Stored records:
== == ==
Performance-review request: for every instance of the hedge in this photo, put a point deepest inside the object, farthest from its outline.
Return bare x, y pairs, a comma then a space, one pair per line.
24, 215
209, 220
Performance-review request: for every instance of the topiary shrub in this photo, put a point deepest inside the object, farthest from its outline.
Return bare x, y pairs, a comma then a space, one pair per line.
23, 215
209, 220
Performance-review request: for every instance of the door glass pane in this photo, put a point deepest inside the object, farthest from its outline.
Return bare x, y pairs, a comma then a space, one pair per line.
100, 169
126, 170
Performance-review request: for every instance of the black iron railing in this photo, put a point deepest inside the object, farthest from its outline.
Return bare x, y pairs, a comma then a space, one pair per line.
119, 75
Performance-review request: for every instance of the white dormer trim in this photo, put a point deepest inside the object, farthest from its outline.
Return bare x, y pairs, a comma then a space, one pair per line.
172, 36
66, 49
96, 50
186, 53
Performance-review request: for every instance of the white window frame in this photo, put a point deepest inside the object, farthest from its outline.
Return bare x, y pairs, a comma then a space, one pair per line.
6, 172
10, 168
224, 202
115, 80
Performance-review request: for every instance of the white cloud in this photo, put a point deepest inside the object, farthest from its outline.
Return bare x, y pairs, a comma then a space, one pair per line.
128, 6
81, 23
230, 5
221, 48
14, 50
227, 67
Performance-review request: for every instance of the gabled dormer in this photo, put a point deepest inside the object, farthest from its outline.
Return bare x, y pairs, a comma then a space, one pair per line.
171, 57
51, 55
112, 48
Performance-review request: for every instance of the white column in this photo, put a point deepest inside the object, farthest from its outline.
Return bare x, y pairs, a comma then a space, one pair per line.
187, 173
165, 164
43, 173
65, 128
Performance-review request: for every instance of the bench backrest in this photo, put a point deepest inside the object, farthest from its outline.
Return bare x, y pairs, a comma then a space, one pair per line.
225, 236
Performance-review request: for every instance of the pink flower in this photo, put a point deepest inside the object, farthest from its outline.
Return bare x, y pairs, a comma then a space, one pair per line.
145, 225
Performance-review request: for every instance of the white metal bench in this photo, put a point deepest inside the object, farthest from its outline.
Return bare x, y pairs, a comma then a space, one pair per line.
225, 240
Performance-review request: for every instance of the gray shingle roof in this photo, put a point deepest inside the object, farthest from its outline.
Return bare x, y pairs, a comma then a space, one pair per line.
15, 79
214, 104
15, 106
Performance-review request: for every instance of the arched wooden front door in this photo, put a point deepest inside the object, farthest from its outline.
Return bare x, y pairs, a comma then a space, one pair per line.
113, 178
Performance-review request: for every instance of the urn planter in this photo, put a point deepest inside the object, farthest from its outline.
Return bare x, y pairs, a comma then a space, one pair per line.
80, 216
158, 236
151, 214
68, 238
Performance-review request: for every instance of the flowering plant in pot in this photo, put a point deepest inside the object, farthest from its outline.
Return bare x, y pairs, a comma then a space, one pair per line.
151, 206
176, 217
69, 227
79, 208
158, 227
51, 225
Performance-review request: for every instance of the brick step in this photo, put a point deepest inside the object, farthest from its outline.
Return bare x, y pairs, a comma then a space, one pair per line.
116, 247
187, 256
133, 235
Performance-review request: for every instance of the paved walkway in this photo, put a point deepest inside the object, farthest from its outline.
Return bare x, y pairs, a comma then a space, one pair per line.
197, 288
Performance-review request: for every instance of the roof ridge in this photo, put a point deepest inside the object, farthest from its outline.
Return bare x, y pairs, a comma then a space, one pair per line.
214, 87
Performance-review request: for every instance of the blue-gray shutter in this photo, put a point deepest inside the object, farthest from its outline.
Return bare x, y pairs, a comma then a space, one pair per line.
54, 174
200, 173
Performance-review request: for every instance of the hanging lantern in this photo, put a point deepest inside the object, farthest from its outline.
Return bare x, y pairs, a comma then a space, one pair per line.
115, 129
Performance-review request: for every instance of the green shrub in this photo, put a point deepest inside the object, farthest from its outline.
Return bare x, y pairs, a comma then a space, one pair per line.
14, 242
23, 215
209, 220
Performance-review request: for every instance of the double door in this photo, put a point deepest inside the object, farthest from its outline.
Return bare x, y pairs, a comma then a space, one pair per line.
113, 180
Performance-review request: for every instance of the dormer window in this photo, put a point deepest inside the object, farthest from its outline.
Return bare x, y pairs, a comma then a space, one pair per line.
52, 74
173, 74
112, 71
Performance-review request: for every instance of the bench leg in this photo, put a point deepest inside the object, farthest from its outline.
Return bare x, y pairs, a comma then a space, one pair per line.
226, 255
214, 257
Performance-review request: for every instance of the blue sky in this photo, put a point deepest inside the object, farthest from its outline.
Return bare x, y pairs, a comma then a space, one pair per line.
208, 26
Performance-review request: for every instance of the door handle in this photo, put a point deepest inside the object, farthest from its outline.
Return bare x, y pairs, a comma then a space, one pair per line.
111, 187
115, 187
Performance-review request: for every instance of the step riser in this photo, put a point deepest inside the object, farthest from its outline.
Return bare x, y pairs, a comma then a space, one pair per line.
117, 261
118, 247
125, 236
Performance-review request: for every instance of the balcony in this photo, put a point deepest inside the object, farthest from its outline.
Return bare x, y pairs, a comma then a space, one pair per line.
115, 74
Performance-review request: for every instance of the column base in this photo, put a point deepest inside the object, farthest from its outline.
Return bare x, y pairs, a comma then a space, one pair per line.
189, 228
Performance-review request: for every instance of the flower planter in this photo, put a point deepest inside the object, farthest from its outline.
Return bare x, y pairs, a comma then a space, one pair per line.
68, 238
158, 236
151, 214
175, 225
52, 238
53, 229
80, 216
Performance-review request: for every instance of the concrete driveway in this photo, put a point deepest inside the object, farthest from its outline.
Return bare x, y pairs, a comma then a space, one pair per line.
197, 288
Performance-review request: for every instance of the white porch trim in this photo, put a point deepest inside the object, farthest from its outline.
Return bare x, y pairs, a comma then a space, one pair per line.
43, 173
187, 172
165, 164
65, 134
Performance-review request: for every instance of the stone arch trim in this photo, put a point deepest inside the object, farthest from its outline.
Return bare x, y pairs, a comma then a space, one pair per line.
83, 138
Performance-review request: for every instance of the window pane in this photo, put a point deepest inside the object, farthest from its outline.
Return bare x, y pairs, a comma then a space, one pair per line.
== == ==
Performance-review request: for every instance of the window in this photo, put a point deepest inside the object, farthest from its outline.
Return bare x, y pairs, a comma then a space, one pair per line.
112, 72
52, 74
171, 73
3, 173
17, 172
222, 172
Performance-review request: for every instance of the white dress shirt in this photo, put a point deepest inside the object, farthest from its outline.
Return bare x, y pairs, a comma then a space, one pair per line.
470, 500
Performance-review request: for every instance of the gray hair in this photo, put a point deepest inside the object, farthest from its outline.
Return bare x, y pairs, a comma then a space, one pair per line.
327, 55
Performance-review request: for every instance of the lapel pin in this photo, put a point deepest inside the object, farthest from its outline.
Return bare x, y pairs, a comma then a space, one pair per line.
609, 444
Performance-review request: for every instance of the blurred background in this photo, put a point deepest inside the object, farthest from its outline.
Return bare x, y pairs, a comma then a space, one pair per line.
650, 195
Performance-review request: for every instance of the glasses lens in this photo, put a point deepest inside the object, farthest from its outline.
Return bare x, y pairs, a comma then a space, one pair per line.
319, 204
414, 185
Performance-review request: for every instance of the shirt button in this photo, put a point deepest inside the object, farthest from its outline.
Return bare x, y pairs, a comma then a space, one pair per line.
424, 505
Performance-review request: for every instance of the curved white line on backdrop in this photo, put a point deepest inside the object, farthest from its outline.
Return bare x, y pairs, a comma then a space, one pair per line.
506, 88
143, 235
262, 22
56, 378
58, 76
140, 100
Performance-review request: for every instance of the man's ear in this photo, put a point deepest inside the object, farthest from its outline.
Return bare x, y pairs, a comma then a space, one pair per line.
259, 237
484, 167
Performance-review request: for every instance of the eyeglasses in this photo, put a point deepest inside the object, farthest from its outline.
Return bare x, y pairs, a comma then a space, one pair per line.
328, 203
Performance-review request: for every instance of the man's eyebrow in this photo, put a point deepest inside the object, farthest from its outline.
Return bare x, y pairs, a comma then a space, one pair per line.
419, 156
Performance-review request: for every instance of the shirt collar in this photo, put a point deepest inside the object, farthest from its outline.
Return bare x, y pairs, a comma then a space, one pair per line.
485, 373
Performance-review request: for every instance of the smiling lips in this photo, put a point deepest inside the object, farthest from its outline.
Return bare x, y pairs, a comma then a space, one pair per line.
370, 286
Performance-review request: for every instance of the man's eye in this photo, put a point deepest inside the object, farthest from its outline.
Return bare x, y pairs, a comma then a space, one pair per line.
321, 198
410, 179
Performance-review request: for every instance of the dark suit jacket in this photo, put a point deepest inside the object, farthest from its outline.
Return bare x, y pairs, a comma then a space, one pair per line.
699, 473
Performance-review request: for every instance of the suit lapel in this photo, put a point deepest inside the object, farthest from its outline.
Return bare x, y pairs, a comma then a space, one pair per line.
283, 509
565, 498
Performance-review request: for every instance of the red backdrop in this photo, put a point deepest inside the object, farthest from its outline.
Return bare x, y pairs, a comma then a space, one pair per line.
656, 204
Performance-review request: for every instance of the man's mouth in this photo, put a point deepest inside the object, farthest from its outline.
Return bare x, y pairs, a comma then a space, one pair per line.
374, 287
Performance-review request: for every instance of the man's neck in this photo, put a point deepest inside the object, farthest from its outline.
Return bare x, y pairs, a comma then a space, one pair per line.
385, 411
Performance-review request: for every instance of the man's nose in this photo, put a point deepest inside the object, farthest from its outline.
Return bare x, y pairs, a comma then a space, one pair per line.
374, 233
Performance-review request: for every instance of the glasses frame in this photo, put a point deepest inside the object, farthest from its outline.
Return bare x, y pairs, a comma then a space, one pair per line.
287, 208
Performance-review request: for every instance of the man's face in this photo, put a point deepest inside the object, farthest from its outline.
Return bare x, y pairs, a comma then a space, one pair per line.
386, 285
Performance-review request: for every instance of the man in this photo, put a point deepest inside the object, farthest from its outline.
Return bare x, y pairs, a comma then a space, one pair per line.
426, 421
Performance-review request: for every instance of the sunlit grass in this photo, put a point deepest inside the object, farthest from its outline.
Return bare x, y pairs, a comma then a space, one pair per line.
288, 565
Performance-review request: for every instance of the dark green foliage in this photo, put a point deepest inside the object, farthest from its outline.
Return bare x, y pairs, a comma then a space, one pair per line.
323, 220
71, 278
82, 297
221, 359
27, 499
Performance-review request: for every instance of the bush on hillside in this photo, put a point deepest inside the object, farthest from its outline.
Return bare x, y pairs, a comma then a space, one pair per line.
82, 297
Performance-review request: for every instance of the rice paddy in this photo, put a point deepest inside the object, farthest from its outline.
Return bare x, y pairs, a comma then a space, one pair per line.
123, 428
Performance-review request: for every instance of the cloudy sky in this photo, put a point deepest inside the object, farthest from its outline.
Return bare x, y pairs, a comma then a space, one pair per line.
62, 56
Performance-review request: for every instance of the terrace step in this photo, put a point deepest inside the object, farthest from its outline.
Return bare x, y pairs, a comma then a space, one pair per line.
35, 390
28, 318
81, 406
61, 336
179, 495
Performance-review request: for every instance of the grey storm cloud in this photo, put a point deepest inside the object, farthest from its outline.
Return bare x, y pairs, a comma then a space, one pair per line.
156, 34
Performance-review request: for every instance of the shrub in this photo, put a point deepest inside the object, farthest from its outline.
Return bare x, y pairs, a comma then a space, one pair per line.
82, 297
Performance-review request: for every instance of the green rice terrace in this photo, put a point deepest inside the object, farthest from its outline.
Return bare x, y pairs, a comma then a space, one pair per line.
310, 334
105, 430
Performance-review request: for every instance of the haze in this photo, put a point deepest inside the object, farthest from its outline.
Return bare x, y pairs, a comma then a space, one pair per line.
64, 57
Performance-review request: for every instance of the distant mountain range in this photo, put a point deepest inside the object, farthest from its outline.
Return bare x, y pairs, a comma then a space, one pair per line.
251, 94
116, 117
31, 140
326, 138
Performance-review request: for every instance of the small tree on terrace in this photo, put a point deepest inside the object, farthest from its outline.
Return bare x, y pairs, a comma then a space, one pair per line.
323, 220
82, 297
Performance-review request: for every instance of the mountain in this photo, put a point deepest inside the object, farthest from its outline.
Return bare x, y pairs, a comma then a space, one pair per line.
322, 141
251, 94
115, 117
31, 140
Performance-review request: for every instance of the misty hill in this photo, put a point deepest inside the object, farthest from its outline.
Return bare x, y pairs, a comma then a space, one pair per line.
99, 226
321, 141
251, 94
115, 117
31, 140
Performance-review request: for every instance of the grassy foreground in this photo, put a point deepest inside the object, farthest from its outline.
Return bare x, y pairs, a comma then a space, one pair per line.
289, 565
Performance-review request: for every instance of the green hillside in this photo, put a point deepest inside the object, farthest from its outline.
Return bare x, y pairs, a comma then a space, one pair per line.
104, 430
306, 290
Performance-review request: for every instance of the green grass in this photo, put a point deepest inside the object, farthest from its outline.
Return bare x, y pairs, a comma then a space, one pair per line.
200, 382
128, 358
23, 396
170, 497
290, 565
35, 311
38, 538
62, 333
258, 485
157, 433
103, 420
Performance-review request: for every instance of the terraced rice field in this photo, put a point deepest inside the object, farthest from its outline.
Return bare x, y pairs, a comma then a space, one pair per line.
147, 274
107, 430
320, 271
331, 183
== == ==
Return every line of the entries above that contains the string "shrub", matching case exactly.

Response for this exercise:
Performance-review request: for every instance of the topiary shrub in this photo, put a point deepest inside the object, farthest from its outline.
Performance-review request: for every instance of the green shrub in this photo, put a point deepest inside the object, farthest from its outline.
Performance-review request: for every instance of the shrub in this photo, put a point deepest inside the object, farthest from its outline.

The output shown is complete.